## [Stated problem]
Convert the lines below into a JSON list of strings with one string per line. Omit blank lines and leave the pictures out.

## [Dataset entries]
.....
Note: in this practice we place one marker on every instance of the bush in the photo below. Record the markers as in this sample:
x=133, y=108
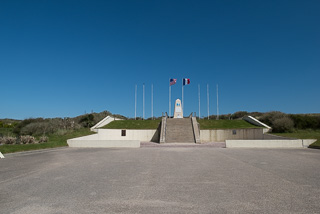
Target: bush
x=8, y=140
x=27, y=139
x=43, y=139
x=284, y=124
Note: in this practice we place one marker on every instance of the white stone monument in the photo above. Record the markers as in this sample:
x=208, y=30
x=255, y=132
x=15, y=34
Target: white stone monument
x=178, y=113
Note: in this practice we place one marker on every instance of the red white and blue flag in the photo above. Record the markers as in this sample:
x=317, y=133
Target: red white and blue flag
x=186, y=81
x=173, y=81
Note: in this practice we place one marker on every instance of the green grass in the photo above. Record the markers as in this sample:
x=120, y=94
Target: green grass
x=6, y=131
x=133, y=124
x=225, y=124
x=304, y=134
x=56, y=140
.....
## [Output of the exercise]
[
  "Note: in this practice we place one marker on every instance of the bush in the photo below. Record the markers as in this sample:",
  "x=133, y=108",
  "Target: bush",
  "x=8, y=140",
  "x=27, y=139",
  "x=43, y=139",
  "x=284, y=124",
  "Note: in this practice we place one marker on every instance of the white stone monument in the photo above. Record the markers as in this sample:",
  "x=208, y=30",
  "x=255, y=132",
  "x=15, y=34",
  "Target: white stone monument",
  "x=178, y=113",
  "Note: in this practice we place one marker on every instance of the red white and blue flag in the photo above. Record the markers as in this sample:",
  "x=317, y=133",
  "Target: red white and blue flag",
  "x=186, y=81",
  "x=173, y=81",
  "Note: in this practice we place one marker on every instance of the green grass in the photo above. Record the markers as in this sample:",
  "x=120, y=94",
  "Target: green grass",
  "x=6, y=131",
  "x=133, y=124",
  "x=225, y=124",
  "x=304, y=134",
  "x=56, y=140"
]